Work instruction: All that should come back is the lines of the data below from the one containing "Target: bare foot" to the one containing "Target: reflective stripe on vest", inclusive, exactly as they stand.

_ _ _ _

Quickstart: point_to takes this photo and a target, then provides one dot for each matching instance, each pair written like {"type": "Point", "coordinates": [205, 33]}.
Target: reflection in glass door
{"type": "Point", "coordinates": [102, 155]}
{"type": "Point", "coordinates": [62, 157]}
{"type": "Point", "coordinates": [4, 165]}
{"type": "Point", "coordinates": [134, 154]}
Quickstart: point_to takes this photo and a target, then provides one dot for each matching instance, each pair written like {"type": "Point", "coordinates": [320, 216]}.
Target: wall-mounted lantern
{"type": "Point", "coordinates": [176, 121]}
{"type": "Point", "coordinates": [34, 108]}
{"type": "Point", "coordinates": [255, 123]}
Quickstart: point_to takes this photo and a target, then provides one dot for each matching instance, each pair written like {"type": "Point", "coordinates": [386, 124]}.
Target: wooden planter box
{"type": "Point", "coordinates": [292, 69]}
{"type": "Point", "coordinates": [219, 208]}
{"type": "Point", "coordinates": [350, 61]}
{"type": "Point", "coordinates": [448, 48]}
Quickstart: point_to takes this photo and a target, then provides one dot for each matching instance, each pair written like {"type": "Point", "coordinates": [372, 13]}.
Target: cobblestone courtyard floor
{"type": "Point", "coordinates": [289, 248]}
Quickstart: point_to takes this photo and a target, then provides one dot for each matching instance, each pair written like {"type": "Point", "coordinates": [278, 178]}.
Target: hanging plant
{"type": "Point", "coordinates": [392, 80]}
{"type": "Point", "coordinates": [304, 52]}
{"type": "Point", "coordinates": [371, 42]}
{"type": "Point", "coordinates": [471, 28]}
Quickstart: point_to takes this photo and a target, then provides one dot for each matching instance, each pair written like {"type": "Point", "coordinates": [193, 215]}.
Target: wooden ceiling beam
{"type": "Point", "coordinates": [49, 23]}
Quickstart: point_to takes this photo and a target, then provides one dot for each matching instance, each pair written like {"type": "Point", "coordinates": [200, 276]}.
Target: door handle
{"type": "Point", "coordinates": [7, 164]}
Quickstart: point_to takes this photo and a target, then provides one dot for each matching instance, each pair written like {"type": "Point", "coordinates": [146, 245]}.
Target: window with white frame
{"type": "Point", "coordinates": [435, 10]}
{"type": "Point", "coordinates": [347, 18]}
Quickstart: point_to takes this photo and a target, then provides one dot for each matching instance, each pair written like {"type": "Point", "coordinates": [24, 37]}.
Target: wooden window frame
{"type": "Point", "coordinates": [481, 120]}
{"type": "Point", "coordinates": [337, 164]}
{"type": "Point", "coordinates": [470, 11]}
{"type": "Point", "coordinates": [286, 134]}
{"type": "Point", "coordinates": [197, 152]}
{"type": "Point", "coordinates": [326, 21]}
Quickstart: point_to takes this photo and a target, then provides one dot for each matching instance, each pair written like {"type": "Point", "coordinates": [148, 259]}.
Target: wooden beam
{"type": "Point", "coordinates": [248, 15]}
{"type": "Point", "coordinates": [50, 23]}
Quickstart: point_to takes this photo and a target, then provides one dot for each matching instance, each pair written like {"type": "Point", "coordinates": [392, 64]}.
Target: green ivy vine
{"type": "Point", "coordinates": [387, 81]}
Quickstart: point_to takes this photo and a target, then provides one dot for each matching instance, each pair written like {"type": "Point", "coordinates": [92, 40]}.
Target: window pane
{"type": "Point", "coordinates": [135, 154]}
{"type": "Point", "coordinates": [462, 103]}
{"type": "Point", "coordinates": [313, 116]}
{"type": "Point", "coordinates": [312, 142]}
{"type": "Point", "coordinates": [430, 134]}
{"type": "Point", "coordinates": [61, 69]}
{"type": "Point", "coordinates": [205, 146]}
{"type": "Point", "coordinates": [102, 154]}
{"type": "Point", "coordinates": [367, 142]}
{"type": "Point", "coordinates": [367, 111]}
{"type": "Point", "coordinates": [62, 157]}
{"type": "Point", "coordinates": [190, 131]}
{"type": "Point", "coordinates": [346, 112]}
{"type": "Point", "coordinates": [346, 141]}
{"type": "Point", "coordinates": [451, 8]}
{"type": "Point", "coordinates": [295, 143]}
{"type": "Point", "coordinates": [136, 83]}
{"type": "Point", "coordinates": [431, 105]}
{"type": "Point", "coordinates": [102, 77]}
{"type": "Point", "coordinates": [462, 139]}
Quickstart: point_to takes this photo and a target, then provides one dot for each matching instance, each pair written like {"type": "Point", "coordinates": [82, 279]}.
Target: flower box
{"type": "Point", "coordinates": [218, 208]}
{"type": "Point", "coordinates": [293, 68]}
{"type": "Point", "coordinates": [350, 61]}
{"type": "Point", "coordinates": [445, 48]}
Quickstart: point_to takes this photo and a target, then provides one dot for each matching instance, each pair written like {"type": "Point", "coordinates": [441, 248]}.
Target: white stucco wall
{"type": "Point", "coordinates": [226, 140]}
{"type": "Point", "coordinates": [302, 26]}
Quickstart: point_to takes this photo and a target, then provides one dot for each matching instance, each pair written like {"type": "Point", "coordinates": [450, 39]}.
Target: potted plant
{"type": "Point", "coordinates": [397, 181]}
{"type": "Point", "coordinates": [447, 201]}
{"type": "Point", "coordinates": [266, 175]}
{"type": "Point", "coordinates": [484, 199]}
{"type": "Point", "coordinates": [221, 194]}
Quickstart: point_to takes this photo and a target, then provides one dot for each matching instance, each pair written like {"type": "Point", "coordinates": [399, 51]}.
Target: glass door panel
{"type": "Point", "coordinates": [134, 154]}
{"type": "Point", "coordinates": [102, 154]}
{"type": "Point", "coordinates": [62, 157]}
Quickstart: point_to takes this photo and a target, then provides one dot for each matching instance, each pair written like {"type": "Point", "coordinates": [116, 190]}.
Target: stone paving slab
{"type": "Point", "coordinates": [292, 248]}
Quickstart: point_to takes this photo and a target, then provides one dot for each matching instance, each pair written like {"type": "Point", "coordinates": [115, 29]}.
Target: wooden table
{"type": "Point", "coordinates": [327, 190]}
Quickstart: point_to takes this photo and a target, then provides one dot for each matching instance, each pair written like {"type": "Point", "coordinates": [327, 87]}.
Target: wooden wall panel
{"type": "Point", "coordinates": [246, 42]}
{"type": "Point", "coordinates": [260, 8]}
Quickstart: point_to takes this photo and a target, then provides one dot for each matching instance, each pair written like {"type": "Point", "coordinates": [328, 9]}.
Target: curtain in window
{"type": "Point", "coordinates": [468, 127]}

_ _ _ _

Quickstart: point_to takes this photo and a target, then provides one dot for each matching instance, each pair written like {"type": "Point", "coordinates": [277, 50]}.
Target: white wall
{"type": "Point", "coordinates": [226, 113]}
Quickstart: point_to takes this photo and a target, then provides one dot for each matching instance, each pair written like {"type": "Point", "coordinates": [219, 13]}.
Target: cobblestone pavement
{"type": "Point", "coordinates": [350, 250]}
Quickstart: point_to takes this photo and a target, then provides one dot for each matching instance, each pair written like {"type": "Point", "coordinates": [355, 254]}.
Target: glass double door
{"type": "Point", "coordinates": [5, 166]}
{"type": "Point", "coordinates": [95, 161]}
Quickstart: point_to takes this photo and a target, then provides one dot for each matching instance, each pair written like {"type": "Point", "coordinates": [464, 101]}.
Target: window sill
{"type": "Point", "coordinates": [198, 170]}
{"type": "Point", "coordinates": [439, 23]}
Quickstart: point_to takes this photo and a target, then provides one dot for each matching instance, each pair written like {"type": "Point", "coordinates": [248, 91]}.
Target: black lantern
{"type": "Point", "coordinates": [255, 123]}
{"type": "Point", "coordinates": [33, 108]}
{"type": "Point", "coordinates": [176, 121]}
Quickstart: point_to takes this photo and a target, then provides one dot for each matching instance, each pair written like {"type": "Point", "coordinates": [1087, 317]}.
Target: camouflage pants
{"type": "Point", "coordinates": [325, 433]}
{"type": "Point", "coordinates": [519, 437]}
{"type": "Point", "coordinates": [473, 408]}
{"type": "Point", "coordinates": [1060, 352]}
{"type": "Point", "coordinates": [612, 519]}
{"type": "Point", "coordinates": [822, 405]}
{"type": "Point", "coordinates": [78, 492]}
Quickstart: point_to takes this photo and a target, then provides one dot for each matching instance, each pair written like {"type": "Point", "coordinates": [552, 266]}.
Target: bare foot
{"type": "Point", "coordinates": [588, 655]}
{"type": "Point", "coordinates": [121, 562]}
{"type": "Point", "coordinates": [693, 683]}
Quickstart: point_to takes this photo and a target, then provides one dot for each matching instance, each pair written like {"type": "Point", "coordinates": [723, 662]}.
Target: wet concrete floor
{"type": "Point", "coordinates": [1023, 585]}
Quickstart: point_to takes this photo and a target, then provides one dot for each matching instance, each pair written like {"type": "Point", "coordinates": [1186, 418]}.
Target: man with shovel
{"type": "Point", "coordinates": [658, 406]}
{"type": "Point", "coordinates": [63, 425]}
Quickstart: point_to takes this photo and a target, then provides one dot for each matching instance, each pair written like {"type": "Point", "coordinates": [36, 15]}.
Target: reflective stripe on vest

_ _ _ _

Result of the task:
Target: bare foot
{"type": "Point", "coordinates": [588, 655]}
{"type": "Point", "coordinates": [121, 562]}
{"type": "Point", "coordinates": [693, 683]}
Quickstart: point_to takes this photo and a target, then provides one dot for each matching instance, each pair written like {"type": "Point", "coordinates": [723, 662]}.
Target: wet concrete floor
{"type": "Point", "coordinates": [1023, 585]}
Quickstart: point_to takes this photo and a target, then provides one dot for each matching instance, each pair written like {"type": "Point", "coordinates": [1186, 418]}.
Target: man with shovel
{"type": "Point", "coordinates": [658, 406]}
{"type": "Point", "coordinates": [63, 425]}
Quickstart: point_to takes this photo and a target, then provides one dot for each matching instance, each pair written like {"type": "Point", "coordinates": [36, 15]}.
Target: reflective stripe on vest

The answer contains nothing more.